■ Given text:
Ivan Khrenov, a doctor from the Ivanovo region in Western Russia, phoned into to a four-hour question-and-answer session with Mr Putin that was aired live on Russian television on Thursday. Mr Khrenov told Mr Putin that during a recent visit to an Ivanovo hospital, a Potemkin village had been set up by the local authorities.

Some patients who looked too ill were told to go home and newer equipment had been moved from other hospitals in the region to make the facility look more modern and better equipped.

After Mr Putin left, the equipment was moved back again, the cardiologist said. Mr Putin said the allegations were "strange" and promised that a ministerial commission would visit the hospital and look into them.

The local authorities in Ivanovo were quick to react. Mr Khrenov's mother said that her son had been summoned to the local prosecutor's office for questioning and feared he would be sacked.

Mikhail Menn, the Governor of Ivanovo, wrote on his Twitter feed that there was no question of Mr Khrenov being fired. He called the accusations "absurd" and said that Mr Khrenov did not even work at the hospital in question.

■ Description of the task: Retype the passage from the Ivanovo hospital account, from "After Mr Putin" to "hospital in question.", without changing a word. The data entries that follow have nothing to do with this work.

■ Stored data entries:

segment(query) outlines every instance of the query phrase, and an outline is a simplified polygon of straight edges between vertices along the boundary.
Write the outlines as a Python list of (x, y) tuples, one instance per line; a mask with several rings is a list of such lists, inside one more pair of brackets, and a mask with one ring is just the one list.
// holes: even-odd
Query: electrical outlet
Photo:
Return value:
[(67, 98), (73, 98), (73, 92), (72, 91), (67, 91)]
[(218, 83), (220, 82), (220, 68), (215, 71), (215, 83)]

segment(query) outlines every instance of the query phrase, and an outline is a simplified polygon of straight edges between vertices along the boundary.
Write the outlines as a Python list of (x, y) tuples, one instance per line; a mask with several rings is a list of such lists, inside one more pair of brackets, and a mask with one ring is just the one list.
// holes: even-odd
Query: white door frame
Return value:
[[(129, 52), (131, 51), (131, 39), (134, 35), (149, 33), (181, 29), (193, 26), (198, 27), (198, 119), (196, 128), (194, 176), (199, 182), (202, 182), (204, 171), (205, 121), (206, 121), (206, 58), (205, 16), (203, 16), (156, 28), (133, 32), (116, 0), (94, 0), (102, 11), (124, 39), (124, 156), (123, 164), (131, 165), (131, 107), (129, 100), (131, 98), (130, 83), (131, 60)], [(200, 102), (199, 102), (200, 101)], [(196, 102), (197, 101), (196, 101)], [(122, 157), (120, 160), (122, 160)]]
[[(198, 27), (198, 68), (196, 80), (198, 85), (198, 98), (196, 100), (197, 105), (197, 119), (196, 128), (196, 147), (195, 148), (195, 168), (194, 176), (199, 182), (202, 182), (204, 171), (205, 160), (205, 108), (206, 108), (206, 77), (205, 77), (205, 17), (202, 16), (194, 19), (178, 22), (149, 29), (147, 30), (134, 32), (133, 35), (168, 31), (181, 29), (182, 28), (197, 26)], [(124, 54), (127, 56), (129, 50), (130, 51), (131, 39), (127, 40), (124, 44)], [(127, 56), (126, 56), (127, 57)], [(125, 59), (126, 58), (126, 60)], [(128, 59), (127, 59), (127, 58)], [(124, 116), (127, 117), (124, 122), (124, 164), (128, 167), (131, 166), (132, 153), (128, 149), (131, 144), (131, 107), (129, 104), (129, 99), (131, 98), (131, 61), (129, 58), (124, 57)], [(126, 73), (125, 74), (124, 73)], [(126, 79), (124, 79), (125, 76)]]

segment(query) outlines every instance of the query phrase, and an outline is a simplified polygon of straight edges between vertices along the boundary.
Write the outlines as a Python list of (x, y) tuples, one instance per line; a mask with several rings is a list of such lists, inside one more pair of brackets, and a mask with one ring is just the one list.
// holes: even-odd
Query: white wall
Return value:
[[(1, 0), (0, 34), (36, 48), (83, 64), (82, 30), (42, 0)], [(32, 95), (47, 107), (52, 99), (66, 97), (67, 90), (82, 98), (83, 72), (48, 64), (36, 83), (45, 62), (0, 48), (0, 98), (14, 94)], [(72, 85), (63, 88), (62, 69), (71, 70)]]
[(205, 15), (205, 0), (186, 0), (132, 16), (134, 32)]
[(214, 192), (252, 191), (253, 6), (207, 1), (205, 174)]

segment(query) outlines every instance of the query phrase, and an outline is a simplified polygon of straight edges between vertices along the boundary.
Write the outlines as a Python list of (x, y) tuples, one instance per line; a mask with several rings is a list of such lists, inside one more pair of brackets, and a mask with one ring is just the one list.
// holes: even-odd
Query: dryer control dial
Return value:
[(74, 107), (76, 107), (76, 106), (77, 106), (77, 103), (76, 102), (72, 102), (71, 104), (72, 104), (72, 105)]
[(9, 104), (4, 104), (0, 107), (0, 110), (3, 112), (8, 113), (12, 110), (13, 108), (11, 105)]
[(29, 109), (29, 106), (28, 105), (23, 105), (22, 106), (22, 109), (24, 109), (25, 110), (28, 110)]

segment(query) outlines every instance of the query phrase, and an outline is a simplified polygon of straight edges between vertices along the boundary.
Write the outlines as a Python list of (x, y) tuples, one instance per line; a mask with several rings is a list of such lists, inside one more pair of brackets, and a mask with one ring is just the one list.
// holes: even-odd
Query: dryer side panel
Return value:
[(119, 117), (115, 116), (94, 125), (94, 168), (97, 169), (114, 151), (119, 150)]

■ Task output:
After Mr Putin left, the equipment was moved back again, the cardiologist said. Mr Putin said the allegations were "strange" and promised that a ministerial commission would visit the hospital and look into them.

The local authorities in Ivanovo were quick to react. Mr Khrenov's mother said that her son had been summoned to the local prosecutor's office for questioning and feared he would be sacked.

Mikhail Menn, the Governor of Ivanovo, wrote on his Twitter feed that there was no question of Mr Khrenov being fired. He called the accusations "absurd" and said that Mr Khrenov did not even work at the hospital in question.